ASSIGNMENT
Where the string "appreciated" occurs in a line of the entries below, copy that line.

----- INPUT FOR THIS TASK -----

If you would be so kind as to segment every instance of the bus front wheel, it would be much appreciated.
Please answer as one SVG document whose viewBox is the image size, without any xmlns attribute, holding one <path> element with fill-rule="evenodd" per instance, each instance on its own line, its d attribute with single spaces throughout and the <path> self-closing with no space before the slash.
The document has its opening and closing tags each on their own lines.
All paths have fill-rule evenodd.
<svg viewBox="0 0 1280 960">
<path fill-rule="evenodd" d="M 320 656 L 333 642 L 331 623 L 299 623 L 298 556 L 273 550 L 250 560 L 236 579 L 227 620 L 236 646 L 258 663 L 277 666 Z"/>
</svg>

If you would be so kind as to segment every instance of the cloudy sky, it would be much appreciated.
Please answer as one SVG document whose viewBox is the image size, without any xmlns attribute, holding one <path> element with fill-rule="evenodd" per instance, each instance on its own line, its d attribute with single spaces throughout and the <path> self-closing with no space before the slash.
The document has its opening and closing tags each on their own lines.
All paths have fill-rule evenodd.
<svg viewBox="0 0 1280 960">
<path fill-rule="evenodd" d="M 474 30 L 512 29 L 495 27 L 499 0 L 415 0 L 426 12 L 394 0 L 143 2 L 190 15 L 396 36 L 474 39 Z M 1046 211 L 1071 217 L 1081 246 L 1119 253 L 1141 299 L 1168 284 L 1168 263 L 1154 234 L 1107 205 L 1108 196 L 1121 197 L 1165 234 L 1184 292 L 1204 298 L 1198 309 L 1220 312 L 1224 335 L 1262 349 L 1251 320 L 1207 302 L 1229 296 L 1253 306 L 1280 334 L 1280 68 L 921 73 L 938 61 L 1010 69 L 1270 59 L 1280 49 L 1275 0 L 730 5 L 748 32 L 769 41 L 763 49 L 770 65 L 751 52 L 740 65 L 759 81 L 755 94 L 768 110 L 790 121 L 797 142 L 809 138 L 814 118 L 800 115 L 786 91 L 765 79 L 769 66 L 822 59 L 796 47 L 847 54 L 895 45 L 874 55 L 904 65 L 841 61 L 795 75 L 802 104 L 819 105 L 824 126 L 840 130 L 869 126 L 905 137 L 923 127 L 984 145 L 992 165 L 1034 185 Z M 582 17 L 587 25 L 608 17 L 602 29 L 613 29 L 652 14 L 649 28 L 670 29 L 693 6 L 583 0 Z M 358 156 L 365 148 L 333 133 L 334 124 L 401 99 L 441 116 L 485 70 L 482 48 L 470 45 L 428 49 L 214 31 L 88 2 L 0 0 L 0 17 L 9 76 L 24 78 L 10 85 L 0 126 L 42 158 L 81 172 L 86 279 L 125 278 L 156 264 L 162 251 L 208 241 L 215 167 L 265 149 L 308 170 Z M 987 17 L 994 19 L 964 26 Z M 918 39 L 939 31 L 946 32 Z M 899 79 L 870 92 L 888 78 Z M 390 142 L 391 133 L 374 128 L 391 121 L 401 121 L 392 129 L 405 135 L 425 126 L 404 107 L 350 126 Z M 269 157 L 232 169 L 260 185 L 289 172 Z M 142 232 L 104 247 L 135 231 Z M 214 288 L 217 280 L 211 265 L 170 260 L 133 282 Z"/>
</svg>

-----

RESPONSE TO THIS EXERCISE
If you would be so kind as to segment every instance of the bus front wheel, it would be much appreciated.
If you would be so kind as to segment every instance of the cloudy sky, it would be much appreciated.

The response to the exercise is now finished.